Source:
++++++++++++++++++++

[boost] Re: [capy review] Klemens' Laundry list

28 Jun 2026

      On Sun, Jun 28, 2026 at 7:49 AM Klemens Morgenstern via Boost <
boost@lists.boost.org> wrote:
...
Disclaimer: I have been involved in the development in affiliation with the
 C++Alliance.
Klemens,

Thank you for taking the time to write this up, and especially for framing
it the way you did. Posting your concerns before issuing a review so the
authors can address them first is exactly how the process should work. I
appreciate it.

Before I go through each point, I want to flag one thing. Your feedback
covers Capy's API surface, and I want to address every item below. But
Corosio - the networking layer, with headers spanning TCP, UDP, DNS, signal
handling, file I/O, and SSL/TLS across four platform backends - hasn't been
examined yet. You're one of the few people who could give the platform
abstraction layer the scrutiny it deserves. You've shipped Process across
POSIX and Windows. You understand what reactor trade-offs look like from
the inside. I'd really welcome your analysis of that layer when you're
ready.

Now, point by point:

 # 2. capy::continuation
...
However, the `next` member is public and default constructed as null.
If this was an implementation detail, why isn't it private?
You're right. The field is used internally by executors as an intrusive
list node, and it's also used by authors of coroutine machinery like
async_mutex and async_event who repurpose it in their own node-based data
structures. But that doesn't mean it should sit there looking like a public
API. We'll rename it to `reserved` to communicate "do not touch" to
ordinary users while preserving access for machinery authors. Thank you for
flagging this.

https://github.com/cppalliance/capy/blob/9144290189fa149b27617c7d9a476c8fbff...

# 3. capy::async_mutex
...
The mutex is a thing that's not thread-safe. This naming is just bad.
And no, it's not enough that it's documented, as this is very
counter-intuitive.
I hear you on the initial reaction. But calling an async coordination
primitive "mutex" is well-established across the async ecosystem. The term
means mutual exclusion among concurrent async work, not necessarily
OS-thread blocking. Here's what the rest of the industry does:

cppcoro::async_mutex (Lewis Baker) - the canonical C++ coroutine precedent
https://github.com/lewissbaker/cppcoro#async_mutex

Python asyncio.Lock - stdlib docs literally say "implements a mutex lock"
and "Not thread-safe"
https://docs.python.org/3/library/asyncio-sync.html

tokio::sync::Mutex - Rust's major async runtime uses Mutex for cooperative
async locking
https://docs.rs/tokio/latest/tokio/sync/struct.Mutex.html

libunifex::async_mutex (Meta/Facebook) - the sender/receiver ecosystem
https://github.com/facebookexperimental/libunifex

kotlinx.coroutines.sync.Mutex - Kotlin's official coroutine library
https://kotlinlang.org/api/kotlinx.coroutines/kotlinx-coroutines-core/kotlin...

++++++++++++++++++++

Given records:
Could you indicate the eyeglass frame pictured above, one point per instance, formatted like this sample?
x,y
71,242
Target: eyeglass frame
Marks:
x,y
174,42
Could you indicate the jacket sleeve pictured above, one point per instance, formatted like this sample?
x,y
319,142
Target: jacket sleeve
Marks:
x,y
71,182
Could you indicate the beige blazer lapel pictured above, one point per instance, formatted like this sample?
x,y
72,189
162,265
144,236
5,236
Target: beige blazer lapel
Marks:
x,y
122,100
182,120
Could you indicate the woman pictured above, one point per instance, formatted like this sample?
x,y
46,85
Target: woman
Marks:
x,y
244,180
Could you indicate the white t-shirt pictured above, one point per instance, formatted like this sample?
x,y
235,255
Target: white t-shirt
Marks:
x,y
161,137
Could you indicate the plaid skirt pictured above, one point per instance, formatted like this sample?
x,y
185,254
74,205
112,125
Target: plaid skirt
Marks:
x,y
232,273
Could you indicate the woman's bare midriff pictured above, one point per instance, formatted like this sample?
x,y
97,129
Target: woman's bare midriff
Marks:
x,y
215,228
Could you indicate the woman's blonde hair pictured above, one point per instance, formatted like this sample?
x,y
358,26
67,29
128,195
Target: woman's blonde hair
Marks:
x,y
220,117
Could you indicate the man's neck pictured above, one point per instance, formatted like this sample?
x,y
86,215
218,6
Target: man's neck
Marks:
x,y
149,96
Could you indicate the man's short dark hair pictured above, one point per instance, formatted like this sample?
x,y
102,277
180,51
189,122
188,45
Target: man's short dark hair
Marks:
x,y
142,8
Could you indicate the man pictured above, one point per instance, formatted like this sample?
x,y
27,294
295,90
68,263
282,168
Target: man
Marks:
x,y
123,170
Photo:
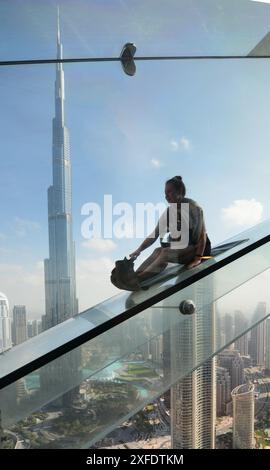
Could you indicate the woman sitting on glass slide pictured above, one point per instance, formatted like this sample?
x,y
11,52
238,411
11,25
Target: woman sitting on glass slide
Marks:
x,y
197,242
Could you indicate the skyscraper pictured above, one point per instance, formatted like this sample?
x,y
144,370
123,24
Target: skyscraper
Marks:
x,y
19,324
193,398
243,416
257,336
5,324
231,360
241,324
267,344
60,283
223,390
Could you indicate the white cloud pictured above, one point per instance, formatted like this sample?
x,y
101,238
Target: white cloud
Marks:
x,y
243,212
100,245
183,145
22,226
24,286
174,145
155,163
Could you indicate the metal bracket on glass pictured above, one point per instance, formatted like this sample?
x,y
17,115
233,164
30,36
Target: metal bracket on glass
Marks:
x,y
187,307
127,60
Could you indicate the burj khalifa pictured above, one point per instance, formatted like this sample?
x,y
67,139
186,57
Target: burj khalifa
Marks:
x,y
60,281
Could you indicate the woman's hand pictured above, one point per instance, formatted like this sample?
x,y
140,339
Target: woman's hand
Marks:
x,y
135,254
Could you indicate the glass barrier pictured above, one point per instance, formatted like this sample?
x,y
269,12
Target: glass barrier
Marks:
x,y
94,29
81,391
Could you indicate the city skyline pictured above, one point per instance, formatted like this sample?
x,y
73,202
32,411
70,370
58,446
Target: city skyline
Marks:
x,y
219,132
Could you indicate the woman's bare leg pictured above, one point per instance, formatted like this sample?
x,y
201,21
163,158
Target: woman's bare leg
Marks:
x,y
149,260
163,257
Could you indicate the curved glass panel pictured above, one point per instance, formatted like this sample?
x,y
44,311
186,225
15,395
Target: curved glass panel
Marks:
x,y
149,353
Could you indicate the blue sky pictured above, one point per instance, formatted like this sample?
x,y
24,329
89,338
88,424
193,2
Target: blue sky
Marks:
x,y
206,120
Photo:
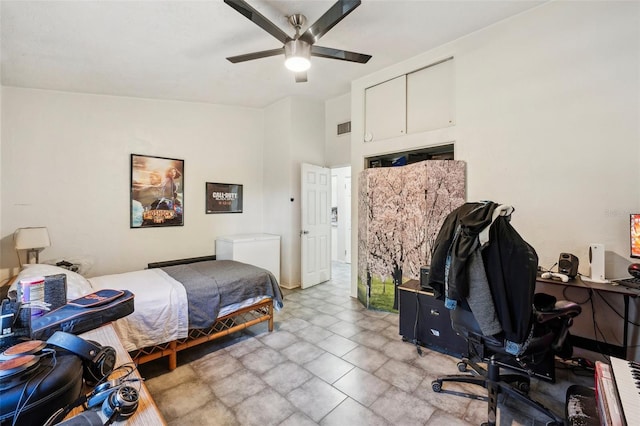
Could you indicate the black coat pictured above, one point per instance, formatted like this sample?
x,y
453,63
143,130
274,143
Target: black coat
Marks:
x,y
510,264
457,239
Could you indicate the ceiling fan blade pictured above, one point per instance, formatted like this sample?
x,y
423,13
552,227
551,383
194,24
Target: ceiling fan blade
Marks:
x,y
335,14
258,19
256,55
343,55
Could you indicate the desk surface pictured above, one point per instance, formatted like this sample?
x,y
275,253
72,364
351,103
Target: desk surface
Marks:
x,y
607,287
147,412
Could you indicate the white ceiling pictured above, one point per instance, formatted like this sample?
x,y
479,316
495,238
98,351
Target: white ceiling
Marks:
x,y
177,49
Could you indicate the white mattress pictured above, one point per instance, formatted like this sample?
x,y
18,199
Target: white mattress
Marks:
x,y
161,312
160,307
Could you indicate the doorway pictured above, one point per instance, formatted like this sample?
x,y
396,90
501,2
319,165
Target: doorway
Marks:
x,y
341,215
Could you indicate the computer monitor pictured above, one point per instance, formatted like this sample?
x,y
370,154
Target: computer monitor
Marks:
x,y
634,235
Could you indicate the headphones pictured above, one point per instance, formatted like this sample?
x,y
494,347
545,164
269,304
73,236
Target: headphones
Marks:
x,y
98,361
116,399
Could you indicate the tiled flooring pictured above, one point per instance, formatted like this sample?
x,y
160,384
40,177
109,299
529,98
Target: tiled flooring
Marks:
x,y
329,361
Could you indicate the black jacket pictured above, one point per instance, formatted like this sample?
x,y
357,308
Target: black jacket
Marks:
x,y
510,264
457,239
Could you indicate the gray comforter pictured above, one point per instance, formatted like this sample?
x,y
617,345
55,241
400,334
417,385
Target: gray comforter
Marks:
x,y
213,284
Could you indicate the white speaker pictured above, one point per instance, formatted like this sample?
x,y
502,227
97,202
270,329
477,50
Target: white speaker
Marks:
x,y
596,262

++++++++++++++++++++

Exercise set:
1. Echo the Capy review reply starting with "Thank you for taking" and going on through "appreciate it.".
2. In the Capy review reply, why does the author plan to rename the `next` member of capy::continuation to `reserved` instead of making it private?
3. Pick up the Capy review reply from the point where it stops.

Outputs for the tasks:
1.
Thank you for taking the time to write this up, and especially for framing
it the way you did. Posting your concerns before issuing a review so the
authors can address them first is exactly how the process should work. I
appreciate it.

2. Executors use the field internally as an intrusive list node. Authors of coroutine machinery such as async_mutex and async_event also repurpose it in their own node-based data structures, so it must stay reachable. Renaming it to `reserved` tells ordinary users "do not touch" while keeping access for those machinery authors.

3.
WG21 P3955R0 - proposes async_mutex for std::execution
https://www.open-std.org/jtc1/sc22/wg21/docs/papers/2026/p3955r0.pdf

The C++ committee itself is standardizing this usage. I think Capy's naming
is consistent with where the ecosystem is heading. That said, I understand
the concern and the documentation makes the single-context scope explicit.
If you feel strongly after seeing the precedent, I'm open to discussing
alternatives.

# 4. capy::DynamicBuffer / capy::read_until
...
The dynamic_buffer concept comes from asio and I don't think it is
needed in a coroutine library. It's one of the "asio did it" features.
That's a fair point, and you're not alone in raising it. Peter Dimov made a
similar observation about external usage evidence being thin. This is a
legitimate scope question. I'm willing to discuss removing or reducing
DynamicBuffer's role if the consensus during review is that it doesn't
carry its weight in a coroutine-first library. Your inline loop example
demonstrates the alternative clearly. As someone who has navigated these
exact trade-offs in Cobalt, your perspective on what coroutine users
actually reach for in practice carries real weight here.

# 10. capy::io_result
...
`io_result` is not great, because std::get<> is not an extension
point. That means I can't use `std::tie`. The code examples use
structured binding for the `error_code`, but that means I will need
to redeclare `ec` for every operations.
The ergonomic friction you're describing is real, and I wish the solution
were as simple as adding std::get specializations. The reason io_result
uses the tuple protocol the way it does is an MSVC code generation bug with
aggregate decomposition in coroutines. When a coroutine does structured
binding on a co_await result using a plain aggregate, MSVC produces
corrupted values. The library becomes completely unusable. Not degraded -
unusable.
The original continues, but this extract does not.